__Work to complete__.
In the passage on smart cities below, what is the name of the model of a smart city attributed to Cohen (2014)?

__Extract to read__.
A smart city, then, is an urban development form that strategically utilizes information and communication technologies (ICTs) and connects them to quality of life, efficiency of urban operation and services, and competitiveness in an inter-generational and sustainable manner (ITU 2014). In addition to optimizing ICT assets and efficiently deploying urban resources (de Jong et al. 2015; Kolotouchkina and Seisdedos 2018; Lindfield and Steinberg 2012; Neirotti et al. 2014), decision makers of a smart city must initiate and facilitate inter- and intra-generational interaction and direct the resulting human capital towards full human-technology urban integration (Deakin 2014). Scholars have produced various models of a smart city, such as Cohen’s (2014) six-dimensional “Smart City Wheel” and Dameri and Rosenthal-Sabroux’s (2014) “land-people-infrastructure-government” model. These models provide measurable variables of city smartness.

The idea and advocacy of city themes are not free from criticism. There have been vigorous discussions and debates on smart city and smart urbanism with regard to, for example, technology-driven smart development that lacks a knowledge basis (McFarlane and Söderström 2017), the contrasting geographies of smartness across different locations and settings (Luque-Ayala and Marvin 2015), as well as the problem of a one-size-fits-all narrative of smartness (Datta 2015; Kitchin 2015). The negative impacts of the blooming creative class have also triggered some socio-economic problems in cities (Peck 2005).

__Information shown__.

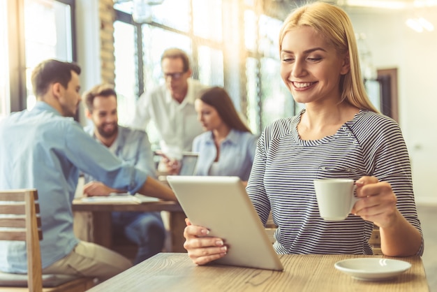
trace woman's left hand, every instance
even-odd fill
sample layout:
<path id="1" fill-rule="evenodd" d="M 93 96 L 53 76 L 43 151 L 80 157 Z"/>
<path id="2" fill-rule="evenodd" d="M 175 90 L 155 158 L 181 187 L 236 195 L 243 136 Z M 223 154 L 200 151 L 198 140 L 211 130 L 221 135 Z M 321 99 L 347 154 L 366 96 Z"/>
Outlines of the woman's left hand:
<path id="1" fill-rule="evenodd" d="M 390 184 L 379 182 L 375 177 L 362 177 L 355 182 L 356 196 L 360 198 L 351 212 L 382 228 L 397 220 L 400 213 L 397 198 Z"/>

__Response for this exercise__.
The six-dimensional "Smart City Wheel."